Work to complete
Return the lines below word for word, leaving out the pictures.

Photo object-pointing records
# # # # # # #

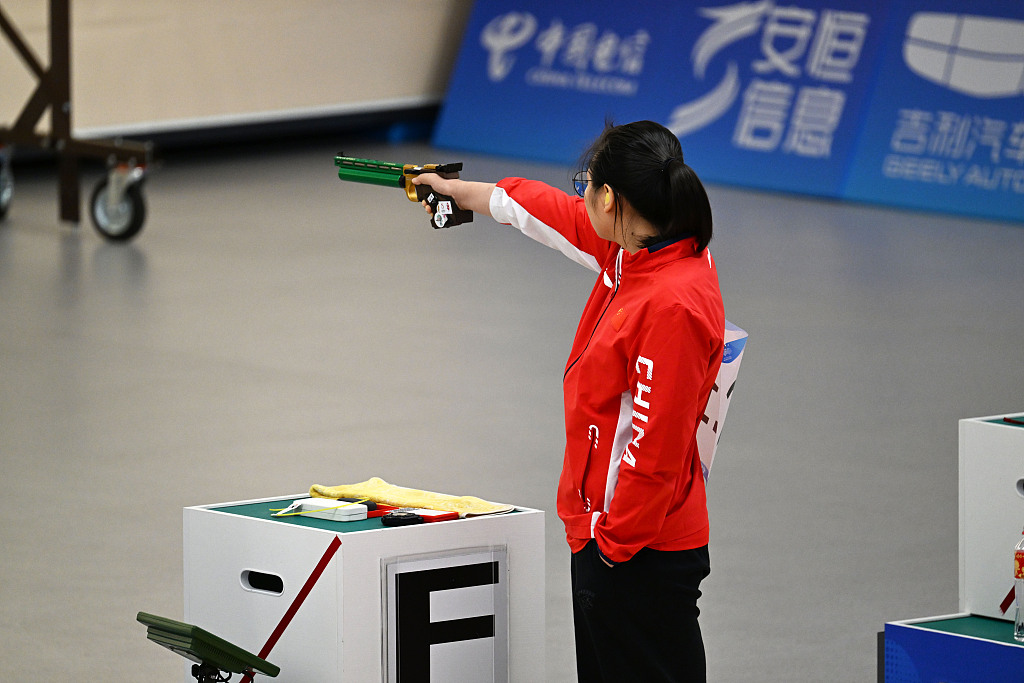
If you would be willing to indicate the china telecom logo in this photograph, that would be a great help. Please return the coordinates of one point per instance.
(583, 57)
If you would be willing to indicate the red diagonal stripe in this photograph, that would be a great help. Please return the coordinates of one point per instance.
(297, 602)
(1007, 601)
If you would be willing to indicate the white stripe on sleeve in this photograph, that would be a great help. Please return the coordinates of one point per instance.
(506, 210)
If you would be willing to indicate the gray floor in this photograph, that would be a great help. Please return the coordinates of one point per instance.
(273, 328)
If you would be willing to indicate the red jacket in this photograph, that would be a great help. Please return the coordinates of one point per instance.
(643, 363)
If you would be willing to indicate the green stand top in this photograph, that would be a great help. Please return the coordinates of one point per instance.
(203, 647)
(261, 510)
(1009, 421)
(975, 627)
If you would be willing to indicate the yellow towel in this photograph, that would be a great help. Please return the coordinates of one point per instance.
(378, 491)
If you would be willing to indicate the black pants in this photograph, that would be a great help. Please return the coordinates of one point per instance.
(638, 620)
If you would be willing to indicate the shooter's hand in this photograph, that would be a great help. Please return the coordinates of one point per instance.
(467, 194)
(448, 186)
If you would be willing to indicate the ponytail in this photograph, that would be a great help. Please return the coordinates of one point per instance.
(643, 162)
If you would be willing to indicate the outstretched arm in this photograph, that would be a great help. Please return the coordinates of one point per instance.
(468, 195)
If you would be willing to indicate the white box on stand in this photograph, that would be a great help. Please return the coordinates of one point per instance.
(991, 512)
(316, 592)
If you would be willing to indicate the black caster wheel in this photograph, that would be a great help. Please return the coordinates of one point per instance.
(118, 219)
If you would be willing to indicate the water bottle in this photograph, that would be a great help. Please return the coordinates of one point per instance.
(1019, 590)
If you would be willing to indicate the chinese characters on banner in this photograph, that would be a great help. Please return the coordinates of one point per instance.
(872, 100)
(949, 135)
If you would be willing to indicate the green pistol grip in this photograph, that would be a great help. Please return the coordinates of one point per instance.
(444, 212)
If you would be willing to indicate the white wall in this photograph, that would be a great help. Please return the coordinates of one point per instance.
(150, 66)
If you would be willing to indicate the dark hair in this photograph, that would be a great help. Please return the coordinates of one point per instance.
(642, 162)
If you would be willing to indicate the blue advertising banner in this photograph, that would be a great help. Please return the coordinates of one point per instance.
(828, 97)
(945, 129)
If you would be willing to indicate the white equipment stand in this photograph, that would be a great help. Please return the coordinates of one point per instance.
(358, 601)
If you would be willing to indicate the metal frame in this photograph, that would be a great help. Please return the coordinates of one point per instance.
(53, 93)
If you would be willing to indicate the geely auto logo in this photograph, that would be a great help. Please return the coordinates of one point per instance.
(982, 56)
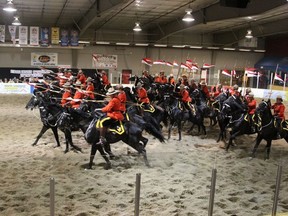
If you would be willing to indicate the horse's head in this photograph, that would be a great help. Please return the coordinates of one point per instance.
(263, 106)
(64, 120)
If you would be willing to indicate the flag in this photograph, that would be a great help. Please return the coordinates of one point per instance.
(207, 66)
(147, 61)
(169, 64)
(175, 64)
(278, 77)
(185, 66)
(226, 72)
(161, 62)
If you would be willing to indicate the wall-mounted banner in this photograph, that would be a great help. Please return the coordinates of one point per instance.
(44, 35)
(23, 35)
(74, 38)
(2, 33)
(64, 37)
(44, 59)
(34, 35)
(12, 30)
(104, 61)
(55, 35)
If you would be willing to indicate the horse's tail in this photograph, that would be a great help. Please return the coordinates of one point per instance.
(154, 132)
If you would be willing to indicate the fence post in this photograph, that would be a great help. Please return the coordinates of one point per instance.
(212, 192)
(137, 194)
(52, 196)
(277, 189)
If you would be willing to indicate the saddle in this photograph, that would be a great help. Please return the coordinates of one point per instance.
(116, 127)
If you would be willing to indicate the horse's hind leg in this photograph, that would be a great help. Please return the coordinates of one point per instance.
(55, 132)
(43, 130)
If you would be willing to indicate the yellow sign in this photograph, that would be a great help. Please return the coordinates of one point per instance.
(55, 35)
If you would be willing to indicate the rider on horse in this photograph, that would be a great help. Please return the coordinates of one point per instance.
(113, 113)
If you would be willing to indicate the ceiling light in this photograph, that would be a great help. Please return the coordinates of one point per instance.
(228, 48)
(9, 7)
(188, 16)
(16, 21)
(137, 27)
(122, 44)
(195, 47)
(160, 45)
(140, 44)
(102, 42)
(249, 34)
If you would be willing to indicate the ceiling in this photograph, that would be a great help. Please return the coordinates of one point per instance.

# # # # # # #

Finished exercise
If you would be willing to indicate the china telecom logo in this photograph, that would be a great help. Please return the coordinates of one point per instance.
(583, 57)
If you would be willing to indicate the red diagonal stripe in this photograph, that would be a great help. Please return the coordinates of one point per instance.
(297, 602)
(1007, 601)
If you would be willing to indicate the white stripe on sleeve in this photograph, that would be a great help. Please return the coordinates of one point per instance.
(506, 210)
If you would be willing to indicate the gray floor in this photograph, that would be a great help. Please return the coordinates of one point per instance.
(273, 328)
If you would be willing to indicate the red jacket in this photograph, that would be a great help. Please return the coordinates of one point per instance.
(643, 363)
If you would be willing to indicate the green stand top in this photograph, that would be a great help. Please return the coordinates of one point per instance.
(203, 647)
(261, 510)
(1009, 421)
(975, 627)
If you would be willing to indicate the yellow towel in this photograph, that would be a great help. Please return the coordinates of one point per instance.
(378, 491)
If you would be willing to indicate the black pants in this photograph, that would be a great help. Please return the coordinates of one point per instance.
(638, 620)
If you would be willing to indicate the shooter's hand in this photograph, that would be a great help. Please return the coordinates of one point per instance.
(467, 194)
(448, 186)
If you would be willing to indicate the ponytail in this photograph, that would be a great help. Please return the coordinates of one point per instance.
(643, 162)
If you would be willing to indicate the outstretched arm in this photograph, that would be a great help. Please return the coordinates of one point per instance.
(468, 195)
If you would be willing to indicate the white box on stand in this photograph, that would be a great help. Please return the coordinates of one point per instance.
(991, 512)
(316, 592)
If you would be willing to indicate the black caster wheel in this photograph, that would be a great help. Please return the coordinates of one point per instance.
(118, 219)
If you would be willing to indicate the water bottle in this photograph, that would be a great help. Please return the coordinates of one point per instance.
(1019, 590)
If you would be willing to indicate the chinese characters on banner in this photograph, that would be a great help. Please return the coordinates of one point per instance.
(872, 100)
(949, 135)
If you would be willing to indicate the green pistol grip in this photograph, that would be a great help. Please return the coordinates of one point per instance.
(444, 212)
If you would be willing to indicate the white wall in this photograph, that would be a great help. Please return the coordinates of one point per instance.
(150, 66)
If you would be willing to indicate the dark hair in this photograph, that would be a great help. Please return the coordinates of one point per instance.
(642, 162)
If you would be willing to indicate the blue advertising banner in this photograph, that would be a great help. Please return the coordinates of one point per instance.
(828, 97)
(945, 129)
If you would be willing to indicate the white equipment stand in this photograph, that would be a great help. Please return the coordinates of one point per instance.
(358, 601)
If you would be willing to indicate the metal frame in this photograph, that would be a great help. Please return the coordinates of one point per instance.
(53, 93)
If you would be willing to indicate the geely auto logo in this photograph, that would be a great help. Please return the coordinates of one point per instance.
(982, 56)
If you would be willing to indicate the horse's head in this photograph, that would be a great help. Please return the coordinates of one point per instance.
(263, 106)
(64, 120)
If you would be willing to indicate the flag in this photograph, that would be a great help. Please return the coordinates of one point per instance.
(207, 66)
(147, 61)
(169, 64)
(175, 64)
(278, 77)
(185, 66)
(226, 72)
(161, 62)
If you would be willing to indicate the wall-mounted banner in this photograph, that would be a great help. Please return the coordinates of one point per instance.
(44, 35)
(23, 35)
(74, 38)
(2, 33)
(64, 37)
(44, 59)
(34, 35)
(12, 30)
(104, 61)
(55, 35)
If you would be willing to indicate the horse's tail in this photograph, that would be a great help. Please return the coordinates of one point per instance.
(154, 132)
If you would be willing to indicate the fence post in this photograph, that would be a great help. Please return the coordinates of one point per instance.
(212, 192)
(137, 194)
(52, 196)
(277, 189)
If you would be willing to indicate the saddle in this photograph, that would be a great help. Please return the coordinates of one point per instance.
(116, 127)
If you would be willing to indicate the horse's hind leg in this photograph, that would be a great help. Please return the coordinates of one point per instance.
(55, 132)
(43, 130)
If you would be willing to indicate the yellow sign in this photograph, that would be a great help. Please return the coordinates of one point per instance.
(55, 35)
If you would be willing to indicate the rider on horse in this photograph, that would be a great help. Please return the coordinates of one point per instance.
(113, 113)
If you would be willing to indicate the ceiling light in this photograph, that would be a great help. Please return the coordinates of one point per instance.
(228, 48)
(9, 7)
(188, 16)
(16, 21)
(137, 27)
(122, 44)
(195, 47)
(160, 45)
(140, 44)
(102, 42)
(249, 34)
If you would be willing to indicate the ceiling in this photograph, that would be a great help. Please return the coordinates of one point per instance.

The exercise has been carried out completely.